Texto exibido
Evans Osei Wusu, o viajante de Gana que morreu em agosto após passar mal em uma área restrita do Aeroporto Internacional de Guarulhos, pediu ajuda às autoridades no terminal, mas não foi atendido, e teve o corpo enterrado sem o consentimento de seus familiares.
É isso o que dizem o tio e a prima de Evans, Felix Darrah e Priscilla Osei Wusu, respectivamente. Agora, eles querem vir ao Brasil para pedir esclarecimentos.
O caso do ganês, morto aos 39 anos no último dia 13, jogou luz sobre a falta de infraestrutura do espaço no aeroporto reservado para viajantes impedidos de desembarcar no Brasil.
De acordo com relatos, a maioria dos mais de 500 migrantes que estavam ali no momento do óbito de Evans passavam o tempo em áreas improvisadas perto de portões de embarque, dormiam no chão e tinham sua circulação limitada por funcionários locais.
A família de Evans afirma que ele acabou no aeroporto por uma sequência de negligências. Darrah conta que o sobrinho tinha dificuldade de locomoção e viajou para fazer uma cirurgia após receber um diagnóstico de estenose espinhal, um desgaste na coluna geralmente causado por artrite.
O tio diz que fazer a operação em Gana era uma possibilidade, mas que a falta de equipamentos mais avançados causava preocupação. “Um homem vibrante, com tanta esperança e tantas aspirações. Eu não sei como ele se recuperaria de uma cirurgia assim”, afirma.

Listagem fornecida
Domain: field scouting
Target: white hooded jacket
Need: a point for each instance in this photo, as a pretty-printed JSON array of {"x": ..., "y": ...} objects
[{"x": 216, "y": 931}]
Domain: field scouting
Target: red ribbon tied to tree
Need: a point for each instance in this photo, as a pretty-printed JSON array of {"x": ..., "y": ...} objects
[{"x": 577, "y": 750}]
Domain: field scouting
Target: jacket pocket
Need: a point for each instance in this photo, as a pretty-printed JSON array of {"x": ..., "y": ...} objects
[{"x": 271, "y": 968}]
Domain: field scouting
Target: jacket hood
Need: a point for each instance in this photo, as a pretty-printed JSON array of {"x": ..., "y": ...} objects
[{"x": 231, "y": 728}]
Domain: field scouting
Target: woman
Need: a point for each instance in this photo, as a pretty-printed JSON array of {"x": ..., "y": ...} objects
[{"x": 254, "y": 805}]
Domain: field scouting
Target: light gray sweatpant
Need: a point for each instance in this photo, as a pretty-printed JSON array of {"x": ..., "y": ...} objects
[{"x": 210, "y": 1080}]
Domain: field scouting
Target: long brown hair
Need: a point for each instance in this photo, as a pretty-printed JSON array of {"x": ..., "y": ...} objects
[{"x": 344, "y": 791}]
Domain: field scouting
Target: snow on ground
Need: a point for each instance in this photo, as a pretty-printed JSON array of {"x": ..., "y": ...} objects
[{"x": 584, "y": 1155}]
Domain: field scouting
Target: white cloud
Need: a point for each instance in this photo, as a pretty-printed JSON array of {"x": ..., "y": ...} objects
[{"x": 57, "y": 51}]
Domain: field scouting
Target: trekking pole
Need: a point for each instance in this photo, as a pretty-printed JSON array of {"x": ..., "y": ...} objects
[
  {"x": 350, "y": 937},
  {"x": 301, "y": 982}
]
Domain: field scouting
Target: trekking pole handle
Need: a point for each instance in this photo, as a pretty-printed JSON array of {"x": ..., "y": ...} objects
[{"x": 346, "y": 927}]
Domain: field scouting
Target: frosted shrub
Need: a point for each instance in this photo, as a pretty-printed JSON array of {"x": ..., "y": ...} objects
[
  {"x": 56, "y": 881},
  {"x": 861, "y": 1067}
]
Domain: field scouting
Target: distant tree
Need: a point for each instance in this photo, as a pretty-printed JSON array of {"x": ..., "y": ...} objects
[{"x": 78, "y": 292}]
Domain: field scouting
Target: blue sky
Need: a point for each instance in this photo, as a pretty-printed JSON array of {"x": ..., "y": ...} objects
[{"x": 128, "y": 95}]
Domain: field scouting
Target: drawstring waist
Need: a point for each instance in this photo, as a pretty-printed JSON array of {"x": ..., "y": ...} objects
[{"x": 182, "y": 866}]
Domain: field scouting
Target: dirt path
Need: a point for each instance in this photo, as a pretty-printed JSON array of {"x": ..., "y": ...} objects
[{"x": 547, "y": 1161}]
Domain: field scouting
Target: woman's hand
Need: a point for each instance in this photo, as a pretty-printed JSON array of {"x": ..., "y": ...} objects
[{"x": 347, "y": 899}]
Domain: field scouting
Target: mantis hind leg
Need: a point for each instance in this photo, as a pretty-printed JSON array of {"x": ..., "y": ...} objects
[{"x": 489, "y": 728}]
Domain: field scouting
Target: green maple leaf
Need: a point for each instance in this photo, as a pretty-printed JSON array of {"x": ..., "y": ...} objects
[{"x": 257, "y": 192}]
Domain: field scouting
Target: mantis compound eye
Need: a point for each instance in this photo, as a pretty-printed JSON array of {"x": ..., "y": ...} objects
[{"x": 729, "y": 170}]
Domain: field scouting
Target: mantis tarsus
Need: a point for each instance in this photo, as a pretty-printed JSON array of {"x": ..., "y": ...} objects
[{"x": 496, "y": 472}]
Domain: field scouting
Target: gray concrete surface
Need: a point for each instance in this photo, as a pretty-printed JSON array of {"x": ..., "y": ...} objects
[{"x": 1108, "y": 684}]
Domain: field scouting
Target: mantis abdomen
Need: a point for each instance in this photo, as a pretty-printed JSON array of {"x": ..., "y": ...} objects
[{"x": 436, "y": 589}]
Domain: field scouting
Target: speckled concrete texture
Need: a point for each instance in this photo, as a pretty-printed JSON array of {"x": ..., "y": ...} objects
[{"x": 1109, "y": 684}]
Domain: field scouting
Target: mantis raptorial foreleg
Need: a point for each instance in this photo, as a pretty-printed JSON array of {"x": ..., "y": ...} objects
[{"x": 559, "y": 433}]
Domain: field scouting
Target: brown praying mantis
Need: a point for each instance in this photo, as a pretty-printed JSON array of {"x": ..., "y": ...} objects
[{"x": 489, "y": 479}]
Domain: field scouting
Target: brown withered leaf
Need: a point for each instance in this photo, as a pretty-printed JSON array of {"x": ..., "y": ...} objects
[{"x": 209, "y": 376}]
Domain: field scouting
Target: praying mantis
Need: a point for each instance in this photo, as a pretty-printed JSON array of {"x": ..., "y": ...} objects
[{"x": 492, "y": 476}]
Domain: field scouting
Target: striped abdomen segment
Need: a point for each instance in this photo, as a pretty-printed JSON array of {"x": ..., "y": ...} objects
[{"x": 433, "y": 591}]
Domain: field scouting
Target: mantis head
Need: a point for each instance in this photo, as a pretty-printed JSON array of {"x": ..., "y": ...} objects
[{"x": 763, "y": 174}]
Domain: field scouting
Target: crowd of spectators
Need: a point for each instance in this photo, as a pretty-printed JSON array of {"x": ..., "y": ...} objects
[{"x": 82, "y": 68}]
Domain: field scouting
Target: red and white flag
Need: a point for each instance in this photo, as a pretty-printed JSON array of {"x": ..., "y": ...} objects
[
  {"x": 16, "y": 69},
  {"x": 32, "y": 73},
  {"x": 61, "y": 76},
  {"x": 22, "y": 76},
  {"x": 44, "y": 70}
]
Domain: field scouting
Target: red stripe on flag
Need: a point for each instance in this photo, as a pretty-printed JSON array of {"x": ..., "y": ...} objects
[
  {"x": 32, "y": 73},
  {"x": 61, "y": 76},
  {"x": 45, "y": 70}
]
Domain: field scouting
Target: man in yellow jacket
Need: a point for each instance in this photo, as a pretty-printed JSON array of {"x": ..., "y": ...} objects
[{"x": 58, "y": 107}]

Ações exigidas
a – Reproduza do texto sobre Evans Osei Wusu o trecho que começa nas palavras "O caso do ganês, morto" e termina depois de "por funcionários locais.".
b – Segundo o texto sobre Evans Osei Wusu, que diagnóstico ele recebeu antes de viajar para fazer a cirurgia?
c – Retome o texto sobre a morte de Evans Osei Wusu a partir do ponto em que ele para.
A listagem não entra em nada do que se pede aqui.

Respostas dadas
a –
O caso do ganês, morto aos 39 anos no último dia 13, jogou luz sobre a falta de infraestrutura do espaço no aeroporto reservado para viajantes impedidos de desembarcar no Brasil.
De acordo com relatos, a maioria dos mais de 500 migrantes que estavam ali no momento do óbito de Evans passavam o tempo em áreas improvisadas perto de portões de embarque, dormiam no chão e tinham sua circulação limitada por funcionários locais.

b – Estenose espinhal.

c –
Os médicos, então, sugeriram os Estados Unidos ou o México para o tratamento. A partir daí, Darrah quis fazer tudo para minimizar as chances de algo dar errado —contatou alguns hospitais, viu que o país latino-americano seria a melhor opção e, então, mandou o sobrinho com um mês de hotel pago, para não ter problemas.
Mesmo com visto, porém, Evans não foi aceito no México, segundo sua família. Seu tio diz não entender a recusa até hoje, uma vez que até mesmo o médico tentou falar com os serviços de migração. “Talvez por ele ser africano, e o sangue africano poder ser derramado sem que ninguém seja responsabilizado. Ele andava com uma bengala, qualquer ser humano razoável poderia ver que ele tinha um problema”, afirma.
Na viagem de volta, Evans resolveu tentar entrar no Brasil durante uma conexão para receber tratamento, mas também não conseguiu.
Ainda de acordo com o tio, nos dias em que ficou em Guarulhos, começou a sentir desconforto e tentou pedir ajuda aos responsáveis pelo local, traduzindo para o português uma mensagem em que dizia precisar de “ajuda urgente” por estar com uma “dor insuportável” —o texto foi encaminhado à reportagem. Mesmo assim, não foi atendido.
Ele só receberia atendimento após as dores que sentia piorarem e outros migrantes que estavam no local protestarem. Evans foi internado com um quadro de infecção urinária e morreu no hospital por infecção generalizada dois dias depois, dizem os parentes.
Procurada, a concessionária GRU Airport afirma que os passageiros ficam sob os cuidados das companhias aéreas quando estão retidos.
Já a Secretaria Nacional de Justiça diz que não era a responsável por acompanhar o processo e que não foi comunicada sobre a situação do viajante. “A comunicação à Secretaria Nacional de Justiça, do Ministério da Justiça e Segurança Pública, aconteceu no dia 16 de agosto, após o falecimento do migrante de Gana”, afirma a pasta.
A Polícia Federal não se manifestou.
Na última quarta-feira (4), os familiares foram informados que o corpo de Evans havia sido enterrado sem o consentimento deles.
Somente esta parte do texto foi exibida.